(Stored entries)
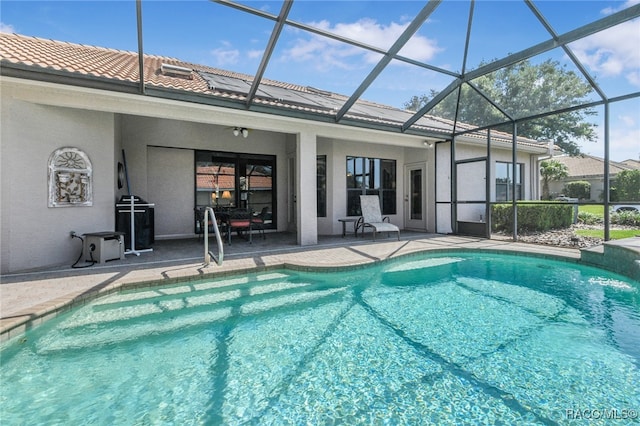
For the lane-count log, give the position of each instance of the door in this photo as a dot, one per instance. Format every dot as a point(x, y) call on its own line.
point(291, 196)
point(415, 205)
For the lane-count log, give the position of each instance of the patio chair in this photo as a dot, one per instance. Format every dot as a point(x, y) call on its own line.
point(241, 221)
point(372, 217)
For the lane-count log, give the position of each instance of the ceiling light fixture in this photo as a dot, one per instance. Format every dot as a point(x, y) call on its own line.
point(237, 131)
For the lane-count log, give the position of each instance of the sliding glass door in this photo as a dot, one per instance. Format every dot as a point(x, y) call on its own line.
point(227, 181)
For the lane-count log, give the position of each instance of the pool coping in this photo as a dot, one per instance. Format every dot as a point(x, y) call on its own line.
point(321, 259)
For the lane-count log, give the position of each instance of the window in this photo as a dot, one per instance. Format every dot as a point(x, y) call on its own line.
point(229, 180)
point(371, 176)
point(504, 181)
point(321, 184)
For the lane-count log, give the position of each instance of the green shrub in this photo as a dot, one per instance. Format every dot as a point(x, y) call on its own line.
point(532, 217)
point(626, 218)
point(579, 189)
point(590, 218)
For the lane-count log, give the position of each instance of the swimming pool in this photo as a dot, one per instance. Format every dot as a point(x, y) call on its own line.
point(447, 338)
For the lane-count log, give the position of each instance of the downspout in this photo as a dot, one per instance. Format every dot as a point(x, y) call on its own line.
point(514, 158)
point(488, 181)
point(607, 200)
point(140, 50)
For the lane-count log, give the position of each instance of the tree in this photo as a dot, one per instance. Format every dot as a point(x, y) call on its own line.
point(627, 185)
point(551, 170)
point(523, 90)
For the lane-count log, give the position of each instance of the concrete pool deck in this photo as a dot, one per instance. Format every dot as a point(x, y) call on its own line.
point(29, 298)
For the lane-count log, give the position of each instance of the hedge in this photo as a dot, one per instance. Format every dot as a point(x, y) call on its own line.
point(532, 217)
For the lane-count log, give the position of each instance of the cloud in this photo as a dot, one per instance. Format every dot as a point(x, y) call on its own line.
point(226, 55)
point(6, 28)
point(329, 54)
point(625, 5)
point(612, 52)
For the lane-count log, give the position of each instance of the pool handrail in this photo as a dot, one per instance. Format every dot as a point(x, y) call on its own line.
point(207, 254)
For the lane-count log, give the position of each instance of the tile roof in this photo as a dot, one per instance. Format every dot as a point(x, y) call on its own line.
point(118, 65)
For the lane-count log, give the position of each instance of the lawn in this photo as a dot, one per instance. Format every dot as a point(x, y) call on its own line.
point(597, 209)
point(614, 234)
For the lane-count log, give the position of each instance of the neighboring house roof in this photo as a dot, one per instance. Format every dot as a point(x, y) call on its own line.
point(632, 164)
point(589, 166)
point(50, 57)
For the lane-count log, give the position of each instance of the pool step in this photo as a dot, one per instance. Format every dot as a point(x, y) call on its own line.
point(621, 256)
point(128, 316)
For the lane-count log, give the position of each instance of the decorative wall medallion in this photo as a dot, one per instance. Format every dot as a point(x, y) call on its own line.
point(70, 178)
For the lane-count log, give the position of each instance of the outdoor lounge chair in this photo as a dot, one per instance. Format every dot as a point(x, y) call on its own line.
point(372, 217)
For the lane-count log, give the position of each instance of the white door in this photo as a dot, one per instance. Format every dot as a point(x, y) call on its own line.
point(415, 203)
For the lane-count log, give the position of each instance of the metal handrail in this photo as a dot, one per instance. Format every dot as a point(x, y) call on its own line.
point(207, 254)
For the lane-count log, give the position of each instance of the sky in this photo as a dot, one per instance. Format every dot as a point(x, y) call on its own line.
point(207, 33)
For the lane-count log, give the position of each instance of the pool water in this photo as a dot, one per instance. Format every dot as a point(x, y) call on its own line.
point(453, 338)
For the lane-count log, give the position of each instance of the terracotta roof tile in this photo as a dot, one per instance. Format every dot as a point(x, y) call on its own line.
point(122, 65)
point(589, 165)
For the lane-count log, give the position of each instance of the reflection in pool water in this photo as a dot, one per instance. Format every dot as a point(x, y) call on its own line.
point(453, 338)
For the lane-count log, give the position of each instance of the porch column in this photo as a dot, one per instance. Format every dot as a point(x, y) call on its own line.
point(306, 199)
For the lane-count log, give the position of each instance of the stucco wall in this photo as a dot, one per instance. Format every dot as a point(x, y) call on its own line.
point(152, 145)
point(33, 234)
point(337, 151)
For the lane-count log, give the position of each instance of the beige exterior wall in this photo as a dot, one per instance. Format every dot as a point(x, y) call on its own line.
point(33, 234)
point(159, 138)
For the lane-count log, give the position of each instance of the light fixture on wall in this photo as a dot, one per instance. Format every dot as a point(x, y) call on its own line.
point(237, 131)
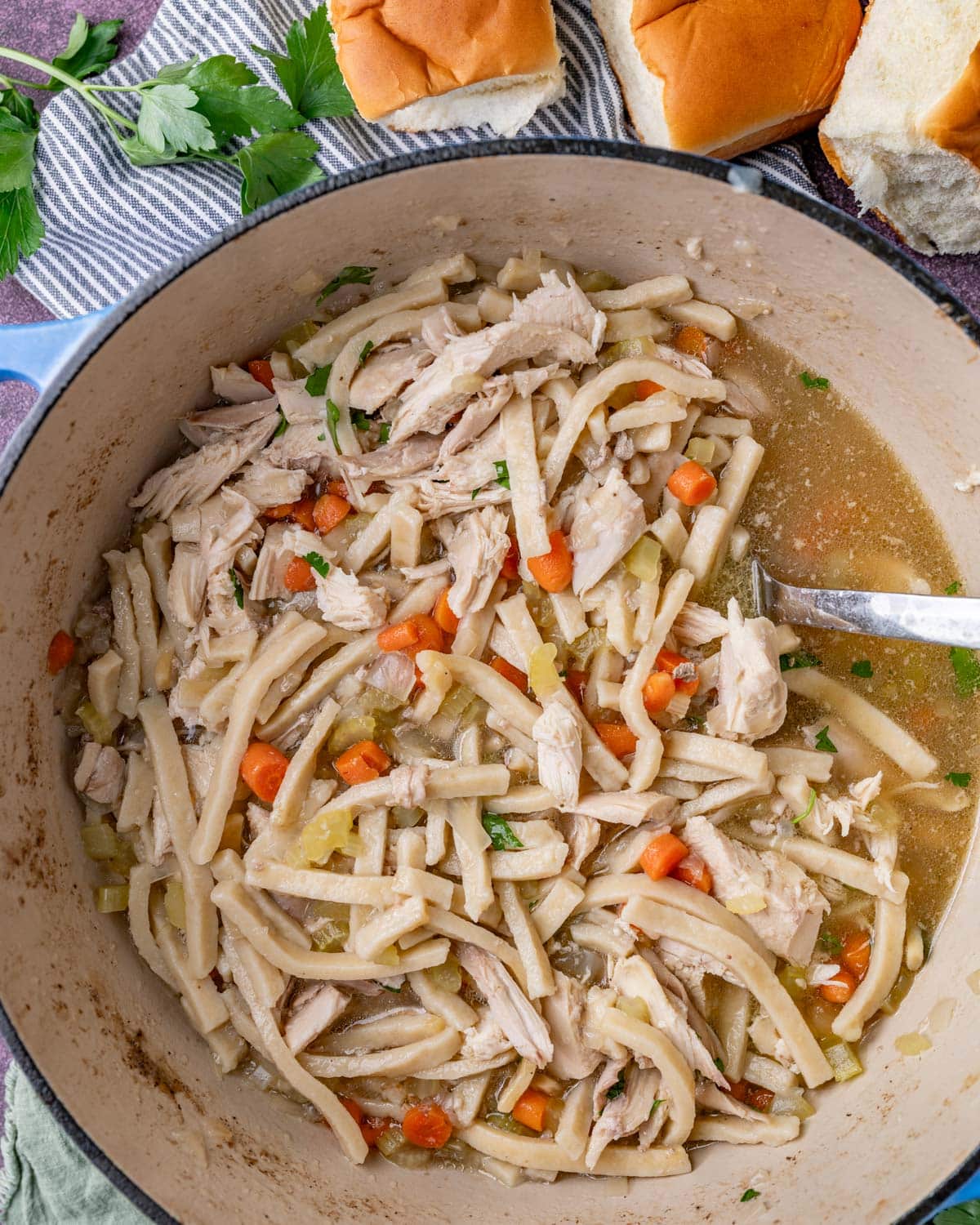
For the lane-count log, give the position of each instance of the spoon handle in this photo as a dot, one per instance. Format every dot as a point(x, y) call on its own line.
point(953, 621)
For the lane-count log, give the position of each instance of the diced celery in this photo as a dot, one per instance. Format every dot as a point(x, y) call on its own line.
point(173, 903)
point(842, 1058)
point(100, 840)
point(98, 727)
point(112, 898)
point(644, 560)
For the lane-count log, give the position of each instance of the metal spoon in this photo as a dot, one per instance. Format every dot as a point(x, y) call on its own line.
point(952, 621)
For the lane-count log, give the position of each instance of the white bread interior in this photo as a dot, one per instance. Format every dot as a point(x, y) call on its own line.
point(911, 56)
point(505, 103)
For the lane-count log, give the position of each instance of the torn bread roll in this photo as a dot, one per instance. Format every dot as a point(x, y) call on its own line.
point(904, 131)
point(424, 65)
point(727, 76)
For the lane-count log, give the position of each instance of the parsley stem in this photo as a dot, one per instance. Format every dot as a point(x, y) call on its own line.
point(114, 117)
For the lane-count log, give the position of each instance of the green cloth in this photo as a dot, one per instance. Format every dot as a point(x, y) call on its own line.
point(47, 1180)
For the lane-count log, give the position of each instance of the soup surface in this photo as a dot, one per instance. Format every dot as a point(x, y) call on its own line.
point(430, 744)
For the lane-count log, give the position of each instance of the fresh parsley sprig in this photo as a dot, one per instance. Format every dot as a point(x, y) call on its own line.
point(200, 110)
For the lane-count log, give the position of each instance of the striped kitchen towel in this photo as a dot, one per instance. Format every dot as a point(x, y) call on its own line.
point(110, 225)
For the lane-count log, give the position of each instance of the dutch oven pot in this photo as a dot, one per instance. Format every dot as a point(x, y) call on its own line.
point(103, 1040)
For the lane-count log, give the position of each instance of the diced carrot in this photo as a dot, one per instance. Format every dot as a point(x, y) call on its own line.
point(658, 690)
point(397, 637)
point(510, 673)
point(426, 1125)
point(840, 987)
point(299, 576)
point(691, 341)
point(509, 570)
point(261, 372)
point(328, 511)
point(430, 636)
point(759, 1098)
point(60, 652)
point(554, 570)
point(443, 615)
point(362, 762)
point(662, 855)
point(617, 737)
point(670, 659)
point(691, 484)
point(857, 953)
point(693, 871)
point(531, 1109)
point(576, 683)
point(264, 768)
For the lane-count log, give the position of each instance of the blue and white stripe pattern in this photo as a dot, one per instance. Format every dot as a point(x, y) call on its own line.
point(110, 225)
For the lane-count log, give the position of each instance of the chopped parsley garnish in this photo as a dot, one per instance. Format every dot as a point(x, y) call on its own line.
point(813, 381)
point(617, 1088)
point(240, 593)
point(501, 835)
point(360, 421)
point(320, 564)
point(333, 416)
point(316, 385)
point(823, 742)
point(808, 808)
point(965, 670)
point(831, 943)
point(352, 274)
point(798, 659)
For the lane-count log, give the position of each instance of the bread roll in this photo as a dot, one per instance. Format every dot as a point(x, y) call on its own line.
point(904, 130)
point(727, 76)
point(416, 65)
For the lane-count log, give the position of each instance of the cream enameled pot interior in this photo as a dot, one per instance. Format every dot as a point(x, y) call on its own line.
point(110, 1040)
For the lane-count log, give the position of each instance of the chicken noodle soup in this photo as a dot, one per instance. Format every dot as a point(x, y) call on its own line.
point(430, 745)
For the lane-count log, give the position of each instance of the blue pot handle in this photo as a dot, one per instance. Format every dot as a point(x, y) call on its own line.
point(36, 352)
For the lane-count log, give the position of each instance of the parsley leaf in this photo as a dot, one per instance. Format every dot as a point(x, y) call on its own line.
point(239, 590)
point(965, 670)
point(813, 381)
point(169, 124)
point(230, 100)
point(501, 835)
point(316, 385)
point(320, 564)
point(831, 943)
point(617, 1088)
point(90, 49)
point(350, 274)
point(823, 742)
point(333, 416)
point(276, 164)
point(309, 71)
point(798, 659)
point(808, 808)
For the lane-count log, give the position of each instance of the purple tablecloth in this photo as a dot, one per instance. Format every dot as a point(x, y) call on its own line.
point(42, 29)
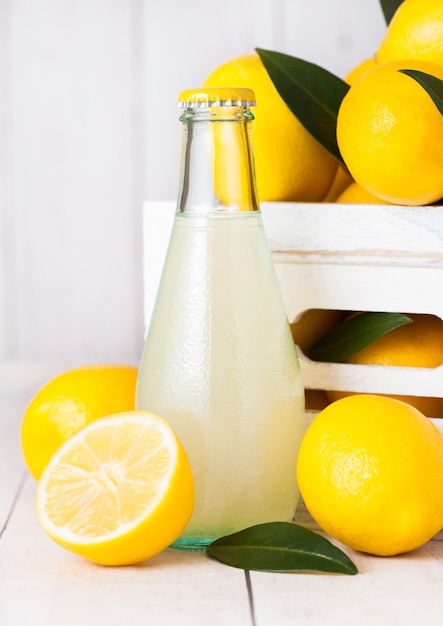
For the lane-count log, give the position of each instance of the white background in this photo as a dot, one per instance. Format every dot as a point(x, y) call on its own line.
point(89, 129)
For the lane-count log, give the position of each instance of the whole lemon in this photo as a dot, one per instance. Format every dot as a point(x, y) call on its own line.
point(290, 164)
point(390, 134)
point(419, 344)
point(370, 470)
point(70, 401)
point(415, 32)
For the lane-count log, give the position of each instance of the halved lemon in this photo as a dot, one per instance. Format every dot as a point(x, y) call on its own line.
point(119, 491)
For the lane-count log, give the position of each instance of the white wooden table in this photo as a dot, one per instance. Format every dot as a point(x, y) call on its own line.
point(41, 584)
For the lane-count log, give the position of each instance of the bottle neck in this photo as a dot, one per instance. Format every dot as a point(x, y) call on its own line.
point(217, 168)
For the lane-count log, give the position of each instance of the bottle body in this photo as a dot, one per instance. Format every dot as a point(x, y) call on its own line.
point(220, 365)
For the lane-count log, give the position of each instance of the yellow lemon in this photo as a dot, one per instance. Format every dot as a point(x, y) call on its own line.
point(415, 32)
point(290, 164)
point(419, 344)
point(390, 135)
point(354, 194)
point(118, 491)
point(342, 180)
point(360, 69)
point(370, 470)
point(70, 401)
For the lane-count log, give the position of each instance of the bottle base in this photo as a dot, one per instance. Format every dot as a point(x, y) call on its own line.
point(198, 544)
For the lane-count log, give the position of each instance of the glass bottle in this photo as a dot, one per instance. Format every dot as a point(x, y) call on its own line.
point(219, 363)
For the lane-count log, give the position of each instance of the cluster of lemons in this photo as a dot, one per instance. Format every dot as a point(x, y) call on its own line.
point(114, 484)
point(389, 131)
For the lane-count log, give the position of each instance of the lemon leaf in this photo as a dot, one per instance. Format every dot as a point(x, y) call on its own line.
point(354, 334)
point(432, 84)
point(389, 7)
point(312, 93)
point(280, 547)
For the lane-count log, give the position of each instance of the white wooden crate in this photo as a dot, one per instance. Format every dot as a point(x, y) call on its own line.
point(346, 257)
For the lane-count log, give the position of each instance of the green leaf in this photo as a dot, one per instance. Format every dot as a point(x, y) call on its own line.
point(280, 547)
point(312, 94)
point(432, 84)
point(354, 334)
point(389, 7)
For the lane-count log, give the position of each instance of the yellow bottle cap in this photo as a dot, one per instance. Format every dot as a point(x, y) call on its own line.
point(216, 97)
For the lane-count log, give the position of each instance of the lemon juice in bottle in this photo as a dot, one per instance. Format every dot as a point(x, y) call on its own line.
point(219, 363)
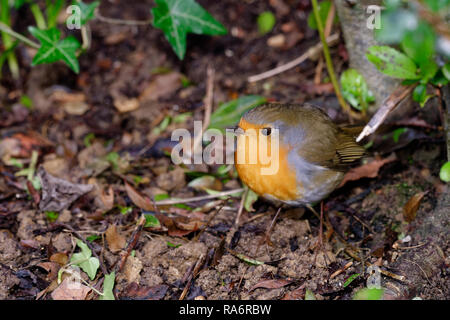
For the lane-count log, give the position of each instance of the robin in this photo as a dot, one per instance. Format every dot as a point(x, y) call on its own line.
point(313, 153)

» **Aim of the task**
Repeat the rows word for word, beginning at the start of the rows and stopping after the line that contains "point(321, 259)". Leave the pictures out of your answer.

» **Written answer**
For the lane-count log, give the position of each instance of the door in this photo as a dot, one per instance. Format every dot as a point(x, y) call on its own line.
point(291, 196)
point(415, 205)
For the lane-count log, give the position of each instance of the patio chair in this photo as a dot, one per instance. Format every dot as a point(x, y) call on its own line.
point(241, 221)
point(372, 217)
For the lane-count log, give the position of each instance of the ceiling light fixture in this photo as a dot, one per instance. Format every dot as a point(x, y) call on its own line.
point(237, 131)
For the lane-count log, give the position of each instance of the sliding glass door in this photo as a dot, one per instance. Format every dot as a point(x, y) call on its own line.
point(227, 181)
For the lane-count log, give the position of each instance of the pool coping in this photo as a dot, one per instance. Format every dot as a point(x, y) call on its own line.
point(321, 259)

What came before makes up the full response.